---------- Testo del documento

Certo, solo un terzo dei rifiuti sono smaltibili negli inceneritori, il resto deve finire nelle discariche; e in tanti hanno sfilato contro quegli impianti, An e Rifondazione, vescovi di destra accanto ad Alex Zanotelli, Beppe Grillo e persino Tonino Di Pietro, che un anno fa sul suo blog scriveva «stop agli inceneritori!» e oggi accusa il ministro dell’Ambiente «perché ha sempre detto no agli inceneritori»: meraviglie di coerenza all’italiana. Ma un termovalorizzatore almeno un po’ avrebbe aiutato la Napoli di queste ore, no? «Forse», ammette Pecoraro Scanio, che però ha sempre brillato come capofila del partito del no, il ponte sullo stretto, il tunnel della Tav, il nucleare a suo tempo, i raddoppi autostradali sull’Appennino, le antenne, la plastica, e appunto, in Campania, gli inceneritori.
Lui che da ministro (dell’agricoltura) fu malevolmente preso in giro perché un giorno vide un toro in un allevamento ed esclamò «ah che bella vacca!», era anche stato il ministro fantasioso capace di adottare pecore sarde, dichiarare la pizza «patrimonio dell’umanità», lanciare campagne contro l’albero di Natale, nominare Gigi D’Alessio patrono del pesce azzurro, proporre a Berlusconi di farsi testimonial della floricoltura: eppure su rifiuti e inceneritori non esibiva analoga ispirazione flessibile. Anzi. A ogni stormir di fronda, comitato civico, verde o magari soltanto nimby, «ovunque ma non nel mio giardino», Alfò c’era. Presente. Dal «li comprendo» rivolto agli afragolesi che bloccarono l’A1 al viaggio ad Acerra, nel 2004, a manifestare con la gente, «non passeremo sopra la vostra testa».

--------------------

Serie di compiti —
a) Secondo il testo, perché Pecoraro Scanio, quando era ministro dell'agricoltura, fu preso in giro? Rispondi in una o due frasi.
b) Per favore, estrai dal testo il passo che inizia con le parole "Certo, solo un" e si chiude dopo le parole "Campania, gli inceneritori.".

---------- Sezione dati

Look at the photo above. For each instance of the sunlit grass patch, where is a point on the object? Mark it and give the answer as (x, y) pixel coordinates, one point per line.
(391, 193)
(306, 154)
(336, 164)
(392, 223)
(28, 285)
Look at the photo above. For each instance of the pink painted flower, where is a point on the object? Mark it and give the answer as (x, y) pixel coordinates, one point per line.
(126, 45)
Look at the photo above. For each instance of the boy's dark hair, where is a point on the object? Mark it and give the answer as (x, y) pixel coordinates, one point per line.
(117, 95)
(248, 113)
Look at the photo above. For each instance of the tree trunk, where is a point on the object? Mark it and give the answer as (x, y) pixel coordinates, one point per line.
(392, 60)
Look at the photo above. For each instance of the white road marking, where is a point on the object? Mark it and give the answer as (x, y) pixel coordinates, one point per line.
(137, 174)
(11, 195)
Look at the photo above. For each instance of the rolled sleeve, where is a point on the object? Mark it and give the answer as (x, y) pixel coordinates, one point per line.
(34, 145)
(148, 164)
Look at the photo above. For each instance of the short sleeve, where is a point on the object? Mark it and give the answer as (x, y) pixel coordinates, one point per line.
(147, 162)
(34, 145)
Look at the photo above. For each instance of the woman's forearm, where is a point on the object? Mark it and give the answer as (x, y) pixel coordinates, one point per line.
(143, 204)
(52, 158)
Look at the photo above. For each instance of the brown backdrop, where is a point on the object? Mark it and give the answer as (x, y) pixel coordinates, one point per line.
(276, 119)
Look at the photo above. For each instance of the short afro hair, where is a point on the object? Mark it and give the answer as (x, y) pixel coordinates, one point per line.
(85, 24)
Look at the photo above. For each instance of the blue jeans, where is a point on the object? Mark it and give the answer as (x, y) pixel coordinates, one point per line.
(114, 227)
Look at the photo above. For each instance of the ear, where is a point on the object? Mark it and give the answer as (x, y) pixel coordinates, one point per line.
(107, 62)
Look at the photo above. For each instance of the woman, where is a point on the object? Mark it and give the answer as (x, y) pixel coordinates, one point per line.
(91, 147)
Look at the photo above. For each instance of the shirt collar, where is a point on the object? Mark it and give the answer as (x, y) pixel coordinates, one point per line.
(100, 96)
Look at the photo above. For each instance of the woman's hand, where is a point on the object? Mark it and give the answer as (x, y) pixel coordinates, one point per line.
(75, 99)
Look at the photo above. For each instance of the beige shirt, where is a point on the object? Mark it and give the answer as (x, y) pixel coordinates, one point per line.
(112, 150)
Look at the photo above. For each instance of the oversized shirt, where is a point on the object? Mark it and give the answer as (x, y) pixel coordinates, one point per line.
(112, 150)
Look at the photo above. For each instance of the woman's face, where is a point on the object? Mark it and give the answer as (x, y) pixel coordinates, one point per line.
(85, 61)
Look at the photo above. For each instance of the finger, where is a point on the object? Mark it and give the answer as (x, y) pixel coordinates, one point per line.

--------------------

Soluzioni per compito —
a) Fu preso in giro perché un giorno vide un toro in un allevamento ed esclamò «ah che bella vacca!».

b)
Certo, solo un terzo dei rifiuti sono smaltibili negli inceneritori, il resto deve finire nelle discariche; e in tanti hanno sfilato contro quegli impianti, An e Rifondazione, vescovi di destra accanto ad Alex Zanotelli, Beppe Grillo e persino Tonino Di Pietro, che un anno fa sul suo blog scriveva «stop agli inceneritori!» e oggi accusa il ministro dell’Ambiente «perché ha sempre detto no agli inceneritori»: meraviglie di coerenza all’italiana. Ma un termovalorizzatore almeno un po’ avrebbe aiutato la Napoli di queste ore, no? «Forse», ammette Pecoraro Scanio, che però ha sempre brillato come capofila del partito del no, il ponte sullo stretto, il tunnel della Tav, il nucleare a suo tempo, i raddoppi autostradali sull’Appennino, le antenne, la plastica, e appunto, in Campania, gli inceneritori.